[Do this]
Every record that follows should be printed verbatim.

[Exercise data]
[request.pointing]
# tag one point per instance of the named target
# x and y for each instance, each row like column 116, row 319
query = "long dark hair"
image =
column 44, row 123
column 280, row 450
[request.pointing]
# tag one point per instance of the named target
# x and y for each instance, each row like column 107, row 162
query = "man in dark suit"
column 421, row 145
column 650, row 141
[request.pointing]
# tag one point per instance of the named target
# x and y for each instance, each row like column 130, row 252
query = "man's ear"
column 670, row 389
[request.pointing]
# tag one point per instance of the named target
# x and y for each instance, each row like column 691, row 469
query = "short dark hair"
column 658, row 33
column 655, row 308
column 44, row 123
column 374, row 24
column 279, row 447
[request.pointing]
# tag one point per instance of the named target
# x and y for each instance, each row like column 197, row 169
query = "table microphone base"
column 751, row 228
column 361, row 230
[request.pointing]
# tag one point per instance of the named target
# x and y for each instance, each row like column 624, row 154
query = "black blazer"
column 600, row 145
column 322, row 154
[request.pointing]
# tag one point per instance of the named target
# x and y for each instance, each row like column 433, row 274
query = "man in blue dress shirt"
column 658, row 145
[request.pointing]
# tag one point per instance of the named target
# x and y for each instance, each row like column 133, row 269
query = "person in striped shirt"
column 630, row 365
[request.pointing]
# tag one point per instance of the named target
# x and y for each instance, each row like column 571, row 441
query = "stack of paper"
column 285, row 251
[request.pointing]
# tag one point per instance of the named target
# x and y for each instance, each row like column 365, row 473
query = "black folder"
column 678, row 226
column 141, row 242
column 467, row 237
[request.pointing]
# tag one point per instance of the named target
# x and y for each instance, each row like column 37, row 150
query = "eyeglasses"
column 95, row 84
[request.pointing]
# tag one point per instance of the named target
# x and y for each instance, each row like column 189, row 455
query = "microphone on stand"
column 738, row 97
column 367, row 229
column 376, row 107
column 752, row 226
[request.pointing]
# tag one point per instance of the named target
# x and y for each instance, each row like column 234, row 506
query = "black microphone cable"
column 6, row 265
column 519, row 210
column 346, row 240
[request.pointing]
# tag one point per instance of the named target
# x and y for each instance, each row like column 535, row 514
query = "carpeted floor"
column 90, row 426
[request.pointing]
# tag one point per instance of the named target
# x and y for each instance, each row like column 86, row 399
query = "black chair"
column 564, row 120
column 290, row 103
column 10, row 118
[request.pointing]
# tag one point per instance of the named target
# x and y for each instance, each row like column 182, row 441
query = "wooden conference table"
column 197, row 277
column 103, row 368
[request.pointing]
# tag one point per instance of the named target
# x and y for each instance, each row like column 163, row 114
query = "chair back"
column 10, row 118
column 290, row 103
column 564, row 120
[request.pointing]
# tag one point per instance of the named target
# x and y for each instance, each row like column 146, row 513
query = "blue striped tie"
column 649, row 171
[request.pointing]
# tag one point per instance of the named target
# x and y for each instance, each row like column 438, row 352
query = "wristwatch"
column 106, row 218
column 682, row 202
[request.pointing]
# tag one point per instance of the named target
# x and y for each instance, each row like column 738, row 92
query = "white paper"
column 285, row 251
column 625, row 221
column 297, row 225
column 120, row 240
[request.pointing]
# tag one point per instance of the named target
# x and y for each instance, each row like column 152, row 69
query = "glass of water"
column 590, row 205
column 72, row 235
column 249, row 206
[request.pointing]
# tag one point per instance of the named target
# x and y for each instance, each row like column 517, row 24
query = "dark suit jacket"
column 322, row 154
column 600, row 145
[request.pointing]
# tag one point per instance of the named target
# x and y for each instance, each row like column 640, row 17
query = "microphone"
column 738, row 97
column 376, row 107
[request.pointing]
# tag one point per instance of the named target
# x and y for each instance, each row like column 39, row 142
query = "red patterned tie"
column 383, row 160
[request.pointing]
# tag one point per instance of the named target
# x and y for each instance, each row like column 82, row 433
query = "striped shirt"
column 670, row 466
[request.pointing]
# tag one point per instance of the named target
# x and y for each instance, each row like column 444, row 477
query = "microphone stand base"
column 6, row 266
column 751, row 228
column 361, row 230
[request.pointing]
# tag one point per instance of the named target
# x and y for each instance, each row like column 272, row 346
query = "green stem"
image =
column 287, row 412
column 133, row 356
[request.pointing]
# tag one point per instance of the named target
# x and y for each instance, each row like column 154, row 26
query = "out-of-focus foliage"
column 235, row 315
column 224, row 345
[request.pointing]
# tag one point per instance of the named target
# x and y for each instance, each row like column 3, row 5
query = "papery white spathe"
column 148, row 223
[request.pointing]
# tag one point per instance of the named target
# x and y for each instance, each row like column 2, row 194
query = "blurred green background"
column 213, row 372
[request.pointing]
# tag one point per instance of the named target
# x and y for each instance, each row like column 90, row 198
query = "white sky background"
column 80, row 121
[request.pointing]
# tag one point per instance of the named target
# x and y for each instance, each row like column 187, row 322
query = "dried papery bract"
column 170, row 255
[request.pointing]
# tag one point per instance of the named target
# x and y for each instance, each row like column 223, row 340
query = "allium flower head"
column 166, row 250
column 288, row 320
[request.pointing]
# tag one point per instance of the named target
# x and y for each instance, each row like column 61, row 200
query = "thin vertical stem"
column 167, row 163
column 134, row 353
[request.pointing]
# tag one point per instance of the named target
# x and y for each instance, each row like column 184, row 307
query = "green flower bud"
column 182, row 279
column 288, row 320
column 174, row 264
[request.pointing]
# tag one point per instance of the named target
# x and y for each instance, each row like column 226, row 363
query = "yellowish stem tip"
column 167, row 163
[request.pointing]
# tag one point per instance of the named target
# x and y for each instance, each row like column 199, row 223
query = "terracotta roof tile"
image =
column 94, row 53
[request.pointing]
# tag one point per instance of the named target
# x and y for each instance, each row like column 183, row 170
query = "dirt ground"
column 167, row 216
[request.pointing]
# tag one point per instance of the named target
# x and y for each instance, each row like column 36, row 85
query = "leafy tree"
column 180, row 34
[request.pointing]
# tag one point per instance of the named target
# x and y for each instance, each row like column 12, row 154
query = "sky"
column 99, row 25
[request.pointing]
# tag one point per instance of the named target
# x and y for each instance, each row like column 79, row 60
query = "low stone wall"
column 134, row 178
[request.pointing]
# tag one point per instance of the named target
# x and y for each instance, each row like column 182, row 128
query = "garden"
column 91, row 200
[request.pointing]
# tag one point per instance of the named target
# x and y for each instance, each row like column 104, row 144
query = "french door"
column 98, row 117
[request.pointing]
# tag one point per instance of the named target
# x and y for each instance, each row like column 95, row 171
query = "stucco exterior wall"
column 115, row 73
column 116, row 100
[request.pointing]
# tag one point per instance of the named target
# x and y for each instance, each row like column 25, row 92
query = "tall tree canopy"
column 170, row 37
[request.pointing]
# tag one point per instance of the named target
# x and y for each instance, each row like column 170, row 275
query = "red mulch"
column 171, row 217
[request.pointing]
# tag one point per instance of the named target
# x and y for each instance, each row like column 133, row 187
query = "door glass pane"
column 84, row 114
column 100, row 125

[Exercise output]
[request.pointing]
# tag one point per instance of the named target
# x and y for each instance, each row like column 116, row 319
query = "long dark hair"
image =
column 44, row 123
column 280, row 450
[request.pointing]
# tag one point per instance of the named target
# x and y for each instance, each row like column 107, row 162
query = "man in dark suit"
column 421, row 145
column 650, row 141
[request.pointing]
# tag one point per instance of the named target
# x and y for each instance, each row like column 130, row 252
query = "man's ear"
column 670, row 389
[request.pointing]
# tag one point per instance of the named target
# x and y for each instance, each row like column 691, row 469
query = "short dark hair"
column 658, row 33
column 655, row 308
column 44, row 123
column 374, row 24
column 279, row 447
[request.pointing]
# tag one point per instance of the named target
# x and y for each instance, each row like column 197, row 169
query = "table microphone base"
column 751, row 228
column 361, row 230
[request.pointing]
# tag one point per instance of the named target
# x and y for each instance, each row like column 624, row 154
query = "black blazer"
column 600, row 145
column 322, row 154
[request.pointing]
# tag one point per instance of the named target
# x and y for each instance, each row like column 433, row 274
query = "man in blue dress shirt"
column 658, row 145
[request.pointing]
# tag one point per instance of the named target
# x and y for each instance, each row like column 133, row 269
query = "person in striped shirt"
column 630, row 365
[request.pointing]
# tag one point per instance of the named target
# x and y for each instance, each row like column 571, row 441
query = "stack of paper"
column 285, row 251
[request.pointing]
# tag one point per instance of the named target
# x and y for each instance, each row like column 365, row 473
query = "black folder"
column 678, row 226
column 141, row 242
column 467, row 237
[request.pointing]
# tag one point per instance of the named target
# x and y for each instance, each row like column 37, row 150
query = "eyeglasses"
column 95, row 84
[request.pointing]
# tag one point per instance of the named target
# x and y for each instance, each row like column 189, row 455
query = "microphone on stand"
column 738, row 97
column 367, row 229
column 376, row 107
column 752, row 226
[request.pointing]
# tag one point per instance of the named target
# x and y for each instance, each row like column 234, row 506
query = "black microphone cable"
column 6, row 265
column 519, row 210
column 346, row 240
[request.pointing]
# tag one point per instance of the named target
# x and y for each instance, each row like column 535, row 514
query = "carpeted floor"
column 90, row 426
[request.pointing]
# tag one point per instance of the named target
# x and y for each instance, each row like column 86, row 399
query = "black chair"
column 564, row 120
column 290, row 103
column 10, row 118
[request.pointing]
# tag one point per instance of the named target
# x and y for each instance, each row like column 182, row 441
query = "wooden conference table"
column 197, row 277
column 103, row 368
[request.pointing]
# tag one point per instance of the named target
# x and y for each instance, each row like column 163, row 114
query = "chair back"
column 10, row 118
column 290, row 103
column 564, row 120
[request.pointing]
# tag one point per instance of the named target
# x and y for each instance, each row like column 146, row 513
query = "blue striped tie"
column 649, row 171
[request.pointing]
# tag one point per instance of the named target
# x and y for each instance, each row like column 438, row 352
query = "wristwatch"
column 106, row 218
column 682, row 202
[request.pointing]
# tag one point per instance of the named target
# x and y for each instance, each row like column 738, row 92
query = "white paper"
column 285, row 251
column 625, row 221
column 297, row 225
column 120, row 240
[request.pointing]
# tag one point per instance of the named target
# x and y for each instance, each row like column 152, row 69
query = "glass of water"
column 590, row 205
column 72, row 235
column 249, row 206
[request.pointing]
# tag one point per instance of the named target
# x and y for each instance, each row like column 517, row 24
query = "dark suit jacket"
column 322, row 154
column 600, row 145
[request.pointing]
# tag one point per instance of the named target
# x and y for each instance, each row like column 640, row 17
query = "microphone"
column 738, row 97
column 376, row 107
[request.pointing]
# tag one point per instance of the named target
# x and y for each instance, each row like column 39, row 142
query = "red patterned tie"
column 383, row 160
[request.pointing]
# tag one point per instance of the named target
# x and y for each instance, each row like column 82, row 433
query = "striped shirt"
column 670, row 466
[request.pointing]
# tag one point per instance of the named target
# x and y for each instance, each row like column 444, row 477
query = "microphone stand base"
column 6, row 266
column 751, row 228
column 361, row 230
[request.pointing]
# tag one point per instance of the named target
# x and y for each instance, each row like column 272, row 346
query = "green stem"
image =
column 287, row 412
column 133, row 356
[request.pointing]
# tag one point per instance of the named target
# x and y for each instance, each row like column 154, row 26
query = "out-of-focus foliage"
column 235, row 315
column 224, row 345
[request.pointing]
# tag one point per instance of the named target
# x and y for each instance, each row like column 3, row 5
query = "papery white spathe"
column 148, row 223
[request.pointing]
# tag one point per instance of the named target
# x and y for each instance, each row like column 2, row 194
query = "blurred green background"
column 213, row 372
[request.pointing]
# tag one point per instance of the named target
# x and y for each instance, each row like column 90, row 198
query = "white sky background"
column 80, row 121
[request.pointing]
# tag one point per instance of the named target
# x and y for each instance, each row like column 187, row 322
query = "dried papery bract"
column 170, row 255
[request.pointing]
# tag one point per instance of the named target
# x and y for each instance, each row like column 223, row 340
query = "allium flower head"
column 166, row 250
column 288, row 320
[request.pointing]
# tag one point per instance of the named target
# x and y for each instance, each row like column 61, row 200
query = "thin vertical stem"
column 167, row 163
column 134, row 353
[request.pointing]
# tag one point per instance of the named target
# x and y for each instance, each row like column 184, row 307
query = "green flower bud"
column 182, row 279
column 288, row 320
column 174, row 264
[request.pointing]
# tag one point per instance of the named target
# x and y for each instance, each row like column 226, row 363
query = "yellowish stem tip"
column 167, row 163
[request.pointing]
# tag one point per instance of the named target
# x and y for each instance, each row like column 199, row 223
query = "terracotta roof tile"
image =
column 94, row 53
[request.pointing]
# tag one point per instance of the named target
# x and y for each instance, each row like column 183, row 170
query = "dirt ground"
column 167, row 216
[request.pointing]
# tag one point per instance of the named target
# x and y for each instance, each row like column 36, row 85
query = "leafy tree"
column 180, row 34
[request.pointing]
# tag one point per instance of the named target
# x and y for each instance, each row like column 12, row 154
query = "sky"
column 99, row 25
[request.pointing]
# tag one point per instance of the named target
# x and y for each instance, each row like column 79, row 60
query = "low stone wall"
column 134, row 178
[request.pointing]
# tag one point per instance of the named target
# x and y for each instance, each row like column 182, row 128
query = "garden"
column 91, row 200
[request.pointing]
# tag one point per instance of the named target
# x and y for each instance, each row like column 104, row 144
query = "french door"
column 98, row 117
[request.pointing]
# tag one point per instance of the named target
# x and y for each instance, each row like column 95, row 171
query = "stucco exterior wall"
column 115, row 73
column 116, row 100
[request.pointing]
# tag one point per instance of the named target
# x and y for each instance, each row like column 25, row 92
query = "tall tree canopy"
column 170, row 37
[request.pointing]
# tag one point per instance of the named target
# x and y for each instance, each row like column 170, row 275
query = "red mulch"
column 171, row 217
[request.pointing]
# tag one point per instance of the named target
# x and y for each instance, each row like column 133, row 187
query = "door glass pane"
column 84, row 114
column 100, row 125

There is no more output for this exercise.